• **Written task**:
Copy every line of the data below exactly, omitting the pictures from your answer.

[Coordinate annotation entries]
[Begin]

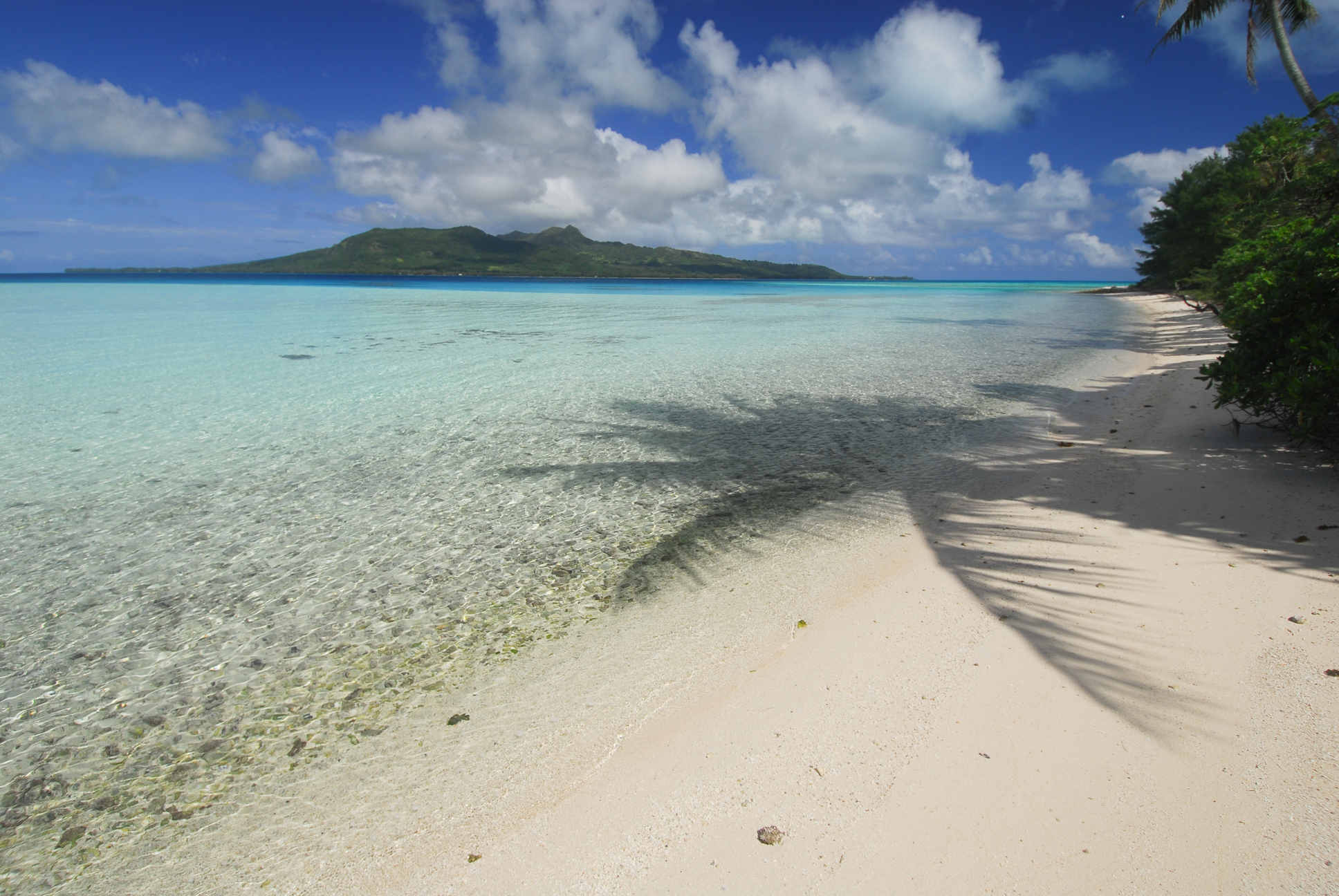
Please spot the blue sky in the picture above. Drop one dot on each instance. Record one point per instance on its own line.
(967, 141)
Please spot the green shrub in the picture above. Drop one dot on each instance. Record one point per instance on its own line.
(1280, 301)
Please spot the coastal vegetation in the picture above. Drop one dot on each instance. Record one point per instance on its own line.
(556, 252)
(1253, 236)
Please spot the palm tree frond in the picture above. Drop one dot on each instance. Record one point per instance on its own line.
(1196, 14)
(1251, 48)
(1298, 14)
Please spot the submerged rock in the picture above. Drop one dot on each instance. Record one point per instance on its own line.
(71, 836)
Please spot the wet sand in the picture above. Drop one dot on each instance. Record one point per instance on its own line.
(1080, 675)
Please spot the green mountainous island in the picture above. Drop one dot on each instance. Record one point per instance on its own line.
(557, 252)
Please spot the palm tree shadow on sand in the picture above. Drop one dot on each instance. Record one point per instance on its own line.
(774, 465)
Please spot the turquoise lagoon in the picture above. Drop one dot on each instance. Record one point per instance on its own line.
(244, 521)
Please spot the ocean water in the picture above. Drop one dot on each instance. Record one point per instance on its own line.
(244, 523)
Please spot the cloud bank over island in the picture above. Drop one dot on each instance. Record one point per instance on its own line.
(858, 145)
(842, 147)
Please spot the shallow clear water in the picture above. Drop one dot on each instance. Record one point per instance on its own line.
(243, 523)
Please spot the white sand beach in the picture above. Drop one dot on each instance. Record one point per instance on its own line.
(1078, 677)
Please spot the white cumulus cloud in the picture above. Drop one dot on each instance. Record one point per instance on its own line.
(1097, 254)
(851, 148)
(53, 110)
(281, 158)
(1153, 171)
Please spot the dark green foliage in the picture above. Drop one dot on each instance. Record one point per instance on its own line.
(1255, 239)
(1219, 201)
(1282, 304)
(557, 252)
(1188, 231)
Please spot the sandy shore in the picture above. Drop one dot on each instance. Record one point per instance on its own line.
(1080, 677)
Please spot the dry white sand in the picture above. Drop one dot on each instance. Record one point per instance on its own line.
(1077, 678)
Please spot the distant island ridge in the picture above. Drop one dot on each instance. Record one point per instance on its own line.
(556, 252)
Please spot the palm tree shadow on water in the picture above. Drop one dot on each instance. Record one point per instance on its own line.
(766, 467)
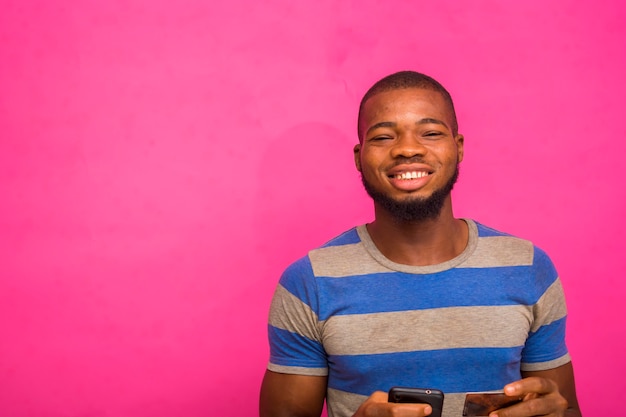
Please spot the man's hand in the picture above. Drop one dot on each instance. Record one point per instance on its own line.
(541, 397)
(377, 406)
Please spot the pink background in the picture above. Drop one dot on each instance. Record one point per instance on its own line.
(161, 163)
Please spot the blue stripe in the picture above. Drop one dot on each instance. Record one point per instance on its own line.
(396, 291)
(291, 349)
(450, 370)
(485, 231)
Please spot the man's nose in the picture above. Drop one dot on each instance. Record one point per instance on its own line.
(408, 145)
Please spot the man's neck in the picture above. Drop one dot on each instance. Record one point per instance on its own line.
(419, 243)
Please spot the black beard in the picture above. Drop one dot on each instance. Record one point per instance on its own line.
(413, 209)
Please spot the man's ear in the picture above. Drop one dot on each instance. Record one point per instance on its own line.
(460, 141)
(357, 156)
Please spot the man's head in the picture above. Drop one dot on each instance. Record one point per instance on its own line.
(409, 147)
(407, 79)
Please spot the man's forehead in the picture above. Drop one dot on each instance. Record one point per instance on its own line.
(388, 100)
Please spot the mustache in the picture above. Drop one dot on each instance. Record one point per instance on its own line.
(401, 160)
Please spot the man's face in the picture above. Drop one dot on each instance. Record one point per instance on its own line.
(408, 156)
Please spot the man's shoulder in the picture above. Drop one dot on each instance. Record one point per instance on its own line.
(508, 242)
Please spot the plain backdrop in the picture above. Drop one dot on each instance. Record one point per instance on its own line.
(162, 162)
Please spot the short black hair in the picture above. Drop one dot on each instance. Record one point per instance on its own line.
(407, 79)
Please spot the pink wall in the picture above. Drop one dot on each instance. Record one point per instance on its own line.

[End]

• **Result of this task**:
Please spot the blue sky in the picture above. Drop one dot on each instance. Record one point per instance on its own line.
(967, 141)
Please spot the green shrub in the picture above. Drop one dot on each instance. Record one point per instance on its own line.
(1280, 301)
Please spot the coastal vegetation in the picture above. Drop one dot on each instance. Record one point per instance on its own line.
(556, 252)
(1253, 236)
Please spot the palm tree frond in the picture above. Drop one dot on each instance. Record one point per instance on its own line.
(1196, 14)
(1251, 48)
(1298, 14)
Please spot the submerged rock in the picture above. Drop one dot on each instance. Record one point per instance on its own line.
(71, 836)
Please spot the wet sand in the picture above. Drop one dot on each instance. Record one point per instance on its own line.
(1080, 675)
Please spot the green mountainous island in the picture above. Drop one dot on each instance. Record one point per instance on its own line.
(557, 252)
Please spot the palm tree shadow on sand in the picture above. Drop one dot on each instance. Record one point per instance on its own line.
(774, 465)
Please spot the turquoise lagoon in the picture above. Drop one dot on each instance. Record one point per instance on its own line.
(244, 521)
Please spot the ocean water in the picture above. Drop one dot on each instance. Record one point per instance on its own line.
(244, 523)
Please spot the cloud bank over island in the picture above. Drop one dot on each instance. Record one point per instance on its own line.
(858, 145)
(842, 147)
Please spot the shallow clear water in the picture above. Drop one dot on each instance. Record one point per instance on its own line.
(243, 523)
Please spot the white sand beach in the picture above. Drop one dot on each instance. Record one point per instance on its own line.
(1078, 677)
Please spot the white cumulus cloud in the picture above. Drop one dot on each instance. Record one point per instance on its own line.
(1097, 254)
(851, 148)
(53, 110)
(281, 158)
(1153, 171)
Please spot the dark green foliage in the picture above. Drop one dot on each instance. Record one point per instance on its own line.
(1255, 239)
(1219, 201)
(1282, 304)
(557, 252)
(1188, 231)
Please spot the sandy shore in the picture above. Drop one dot on each instance. Record one point per instance on its own line.
(1080, 677)
Please spot the dry white sand in the picture above. Drop one dot on each instance. Record one point per instance on its own line.
(1077, 678)
Please spot the distant island ridge in the picture above. Drop one dot on each instance. Record one point per instance on its own line.
(556, 252)
Please spot the palm tree shadow on water in the picture above. Drop one dot on each instance. Record one point per instance on its own line.
(766, 467)
Please spot the man's hand in the picture above. Drop one dot on each instance. Record one point per instance on its own line.
(541, 397)
(377, 406)
Please spot the pink background in the picture above. Drop one dot on each instance. Record one point per instance on its own line.
(161, 163)
Please spot the blue stripe in the picture above. Drop one dot on each instance. Record one point per instance on its own line.
(396, 291)
(291, 349)
(450, 370)
(485, 231)
Please spot the man's nose in the picture above. Drop one dot on each instance. Record one point per instance on its own line.
(408, 145)
Please spot the man's neck in the picture above. Drop one dot on each instance. Record one point per instance on its own line.
(419, 243)
Please spot the black beard in the picture above. Drop one dot on each instance. Record one point per instance on its own line.
(413, 209)
Please spot the man's ear in the picture above. Drop one dot on each instance. Record one point per instance on its own line.
(460, 141)
(357, 156)
Please spot the man's head in the picture above. Drop one dot on each instance. Record one point per instance on its own line.
(409, 147)
(407, 79)
Please spot the man's forehead in the picture above. Drop one dot on each instance. Record one point per instance on its own line.
(388, 100)
Please spot the mustache in the picture above. Drop one dot on each instance. Record one point per instance on its own line.
(401, 160)
Please spot the man's face in the picture above. Drop one dot on each instance. Record one point per instance on its own line.
(408, 156)
Please spot the man's shoulder in the picture above. Drop one dot on each instance. Record one point per instance on its own line.
(508, 242)
Please spot the plain backdrop in the picture above. Drop one dot on each instance. Record one point per instance on its own line.
(162, 162)
Please spot the short black hair in the picture above. Drop one dot on each instance. Record one point per instance on its own line.
(407, 79)
Please spot the pink wall in the picture above. Drop one dot on each instance. Record one point per instance on its own line.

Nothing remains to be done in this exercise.